## START Excerpt provided

Pots

You are given two pots, having the volume of A and B liters respectively. The following operations can be performed:

1. FILL(i)        fill the pot i (1 ≤ i ≤ 2) from the tap;
2. DROP(i)      empty the pot i to the drain;
3. POUR(i,j)    pour from pot i to pot j; after this operation either the potj is full (and there may be some water left in the pot i), or the pot i is empty (and all its contents have been moved to the pot j).

Write a program to find the shortest possible sequence of these operations that will yield exactly C liters of water in one of the pots.

Input

On the first and only line are the numbers A, B, and C. These are all integers in the range from 1 to 100 and C≤max(A,B).

Output

The first line of the output must contain the length of the sequence of operationsK. The following K lines must each describe one operation. If there are several sequences of minimal length, output any one of them. If the desired result can’t be achieved, the first and only line of the file must contain the word ‘impossible’.

Sample Input

3 5 4

Sample Output

6
FILL(2)
POUR(2,1)
DROP(1)
POUR(2,1)
FILL(2)
POUR(2,1)

bfs

代码如下：

#include<iostream>
#include<algorithm>
#include<string.h>
using namespace std;
const int Nmax=103;
bool book[Nmax][Nmax];
int a,b,c;
int r,l;
int step[Nmax];
struct Pot{
    int ca,cb;
    int count;//记录当前的操作
    int pre;//记录上一步的路径
}p[Nmax*Nmax];
string name[]={" ", "FILL(1)", "FILL(2)", "DROP(1)", "DROP(2)", "POUR(2,1)", "POUR(1,2)"};
void display()
{
    int ant=0;
    while(l!=0)
    {
        step[ant++]=p[l].count;
        l=p[l].pre;
    }
    cout<<ant<<endl;
    for(int i=ant-1;i>=0;i--)
        cout<<name[step[i]]<<endl;
}
void bfs()
{
    r=l=0;
    p[0].ca=0;
    p[0].cb=0;
    p[0].count=0;
    p[0].pre=0;
    book[0][0]=true;
    r++;
    while(l<r)
    {
        if(p[l].ca==c||p[l].cb==c)
        {
            display();
            return;
        }
        p[r].ca=a;//1满
        p[r].cb=p[l].cb;
        if(!book[p[r].ca][p[r].cb])

## END Excerpt provided

**Goal 1**. Duplicate the part of the pots problem that opens with the words containing "cout<<name[step[i]]<<endl;" and closes with "if(p[l].ca==c||p[l].cb==c)".
**Goal 2**. List every operation string stored in the name array of the pots problem code, leaving out the blank first entry.

## START Data

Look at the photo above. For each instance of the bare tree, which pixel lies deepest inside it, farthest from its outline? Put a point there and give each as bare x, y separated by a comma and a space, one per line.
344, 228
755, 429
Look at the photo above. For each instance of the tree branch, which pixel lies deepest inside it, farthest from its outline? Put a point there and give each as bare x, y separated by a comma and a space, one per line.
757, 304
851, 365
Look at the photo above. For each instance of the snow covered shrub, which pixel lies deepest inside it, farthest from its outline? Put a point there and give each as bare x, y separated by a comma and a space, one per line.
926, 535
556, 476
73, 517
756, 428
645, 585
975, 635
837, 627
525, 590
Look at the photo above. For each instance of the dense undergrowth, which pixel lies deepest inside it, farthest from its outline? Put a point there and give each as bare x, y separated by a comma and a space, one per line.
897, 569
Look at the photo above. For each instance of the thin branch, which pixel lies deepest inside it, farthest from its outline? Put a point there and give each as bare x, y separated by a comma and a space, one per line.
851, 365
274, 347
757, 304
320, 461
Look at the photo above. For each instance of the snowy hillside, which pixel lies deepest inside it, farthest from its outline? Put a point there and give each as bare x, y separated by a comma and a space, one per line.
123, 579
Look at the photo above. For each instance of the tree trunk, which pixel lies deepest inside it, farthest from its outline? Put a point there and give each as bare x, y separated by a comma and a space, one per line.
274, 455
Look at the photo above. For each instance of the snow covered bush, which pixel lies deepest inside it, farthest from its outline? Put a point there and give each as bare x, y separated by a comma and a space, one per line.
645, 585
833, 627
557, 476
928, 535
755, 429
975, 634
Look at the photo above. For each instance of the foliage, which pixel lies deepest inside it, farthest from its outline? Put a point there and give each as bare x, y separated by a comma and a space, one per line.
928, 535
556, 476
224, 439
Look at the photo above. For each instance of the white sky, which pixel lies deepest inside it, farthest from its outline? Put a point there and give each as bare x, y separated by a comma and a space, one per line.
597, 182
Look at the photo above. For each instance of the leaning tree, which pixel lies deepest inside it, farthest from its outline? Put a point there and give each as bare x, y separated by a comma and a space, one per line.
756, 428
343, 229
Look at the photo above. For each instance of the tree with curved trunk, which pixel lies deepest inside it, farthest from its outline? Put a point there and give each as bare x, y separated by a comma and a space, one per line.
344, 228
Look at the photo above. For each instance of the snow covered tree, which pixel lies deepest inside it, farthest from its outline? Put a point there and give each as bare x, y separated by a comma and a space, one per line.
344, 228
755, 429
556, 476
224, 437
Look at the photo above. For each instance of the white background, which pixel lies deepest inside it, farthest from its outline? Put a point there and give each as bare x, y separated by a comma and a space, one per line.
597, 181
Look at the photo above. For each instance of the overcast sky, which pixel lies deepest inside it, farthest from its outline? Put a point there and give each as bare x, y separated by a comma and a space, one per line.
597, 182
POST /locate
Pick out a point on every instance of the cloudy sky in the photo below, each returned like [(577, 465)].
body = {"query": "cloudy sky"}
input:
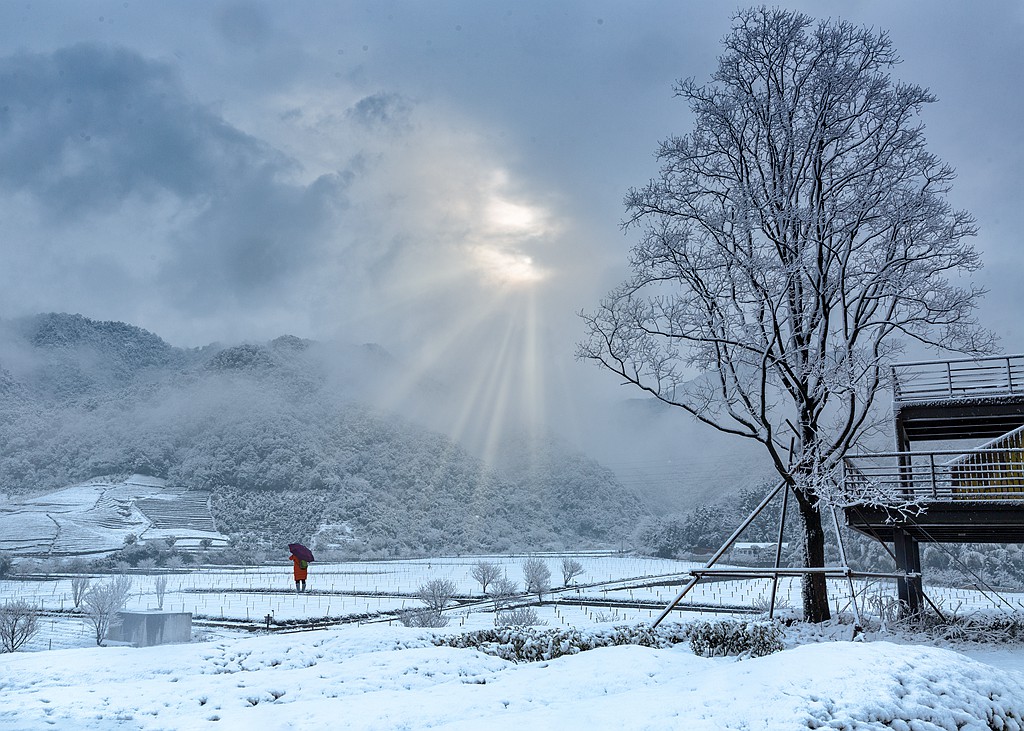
[(443, 178)]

## END Data

**Worked solution 1**.
cout<<name[step[i]]<<endl;
}
void bfs()
{
    r=l=0;
    p[0].ca=0;
    p[0].cb=0;
    p[0].count=0;
    p[0].pre=0;
    book[0][0]=true;
    r++;
    while(l<r)
    {
        if(p[l].ca==c||p[l].cb==c)

**Worked solution 2**. FILL(1), FILL(2), DROP(1), DROP(2), POUR(2,1), POUR(1,2)